*EXERCISE OBJECTIVE*:
Answer these from the text about autism and psychopathy:
(a) Which disorder does the opening line say it does not equate with PDD or autism?
(b) Besides being verbal, what is the son with a PDD said to be?
(c) What does Dr. Baron-Cohen call the psychopathic person in terms of empathy?

*SUPPLIED TEXT*:
+ + + + +

So if you misunderstood or if I made a typo, please forgive me, but I do NOT equate people with pervasive development disorder or autism of any level with PSYCHOPATHIC PERSONALITY DISORDER PPD.


I think I am the one who owes you an apology. I did misunderstand.

I have not seen the acronym PPD used for psychopathic personality disorder but I frequently hear people mistakenly call PDD “PPD”. My son who has a PDD, is verbal and also explosive. Because of his being verbal and looking “normal” many people assume that he is doing what he is doing on purpose when in fact he is not.

I just had a very hard week dealing with something concerning him in which the police did not understand and charged him for something that is part of his disability which was provoked by behavior of others not understanding.

I don’t know if the above made sense…Anyway I am really sorry for jumping to conclusions and taking my distress out on you.

No problem Philomela, I figured that you had misunderstood the PPD for the PDD. I am sorry about your son’s problem, and the explosiveness is a big problem I am sure.

I am learning a great deal about autism and all it’s forms from reading Dr. Baron-Cohen’s research, plus a friend of mine is engaged to someone with Aspergers syndrome. Her family and I sort of are “watching” the situation, but at the same time, are not totally against the match. I’ve had some exposure to the autism spectrum, but am interested in learning more since autism also shares a lack of empathy with psychopathy. Of course it is all on a “Scale” and it isn’t a case of all out one way or the other. Dr. Baron-Cohen’s research shows that empathy is like IQ it is on a (bell curve) scale with zero at one end and very high at the other end, but the vast majority of people are somewhere in the middle, with only a few at either end of the scale. He says that people in the very very low end, people with autism and psychopaths are different though because the autistic person doesn’t deliberately want to hurt someone, but the psychopath enjoys the GLEE of hurting someone. He calls the autistic person “Zero-positive” for empathy, and the psychopathic person is “Zero-negative.”

God bless you as you cope with your son’s problems and the lack of understanding from the public and the police. (((hugs)))

Hello antipsycho people! 😀 Hello skylar, Oxy, one step, Hens, etcetc.

+ + + + +

Text-to-region grounding data:
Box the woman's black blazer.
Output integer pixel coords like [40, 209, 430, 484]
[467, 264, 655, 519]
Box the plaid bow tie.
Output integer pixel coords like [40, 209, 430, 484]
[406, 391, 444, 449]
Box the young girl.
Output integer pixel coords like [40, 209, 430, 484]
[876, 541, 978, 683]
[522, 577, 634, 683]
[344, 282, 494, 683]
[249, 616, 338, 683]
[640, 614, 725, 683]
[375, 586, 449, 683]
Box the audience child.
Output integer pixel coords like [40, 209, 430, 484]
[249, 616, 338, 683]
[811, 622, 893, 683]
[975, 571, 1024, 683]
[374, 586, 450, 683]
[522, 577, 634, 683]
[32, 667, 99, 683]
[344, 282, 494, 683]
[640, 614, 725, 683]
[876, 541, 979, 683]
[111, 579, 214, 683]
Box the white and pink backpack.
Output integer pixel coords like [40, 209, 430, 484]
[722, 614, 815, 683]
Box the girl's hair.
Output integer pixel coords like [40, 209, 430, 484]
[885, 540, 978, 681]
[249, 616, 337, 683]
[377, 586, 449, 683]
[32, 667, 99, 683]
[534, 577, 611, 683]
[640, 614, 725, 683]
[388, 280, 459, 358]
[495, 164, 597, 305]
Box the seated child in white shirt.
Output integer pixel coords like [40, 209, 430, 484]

+ + + + +

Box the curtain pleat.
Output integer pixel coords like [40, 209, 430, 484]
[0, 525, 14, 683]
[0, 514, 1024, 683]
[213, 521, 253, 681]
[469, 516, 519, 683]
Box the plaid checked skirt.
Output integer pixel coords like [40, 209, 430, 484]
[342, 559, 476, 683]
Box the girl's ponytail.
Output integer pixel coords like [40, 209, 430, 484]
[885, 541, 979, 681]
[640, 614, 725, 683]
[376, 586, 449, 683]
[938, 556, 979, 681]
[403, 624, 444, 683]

+ + + + +

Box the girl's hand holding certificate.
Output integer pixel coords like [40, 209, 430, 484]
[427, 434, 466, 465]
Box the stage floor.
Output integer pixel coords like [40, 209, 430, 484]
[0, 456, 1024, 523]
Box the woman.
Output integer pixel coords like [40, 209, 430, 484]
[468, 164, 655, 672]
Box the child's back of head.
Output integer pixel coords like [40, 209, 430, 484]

+ + + + +

*EXERCISE RESULT*:
(a) Psychopathic personality disorder (PPD)
(b) Explosive
(c) "Zero-negative"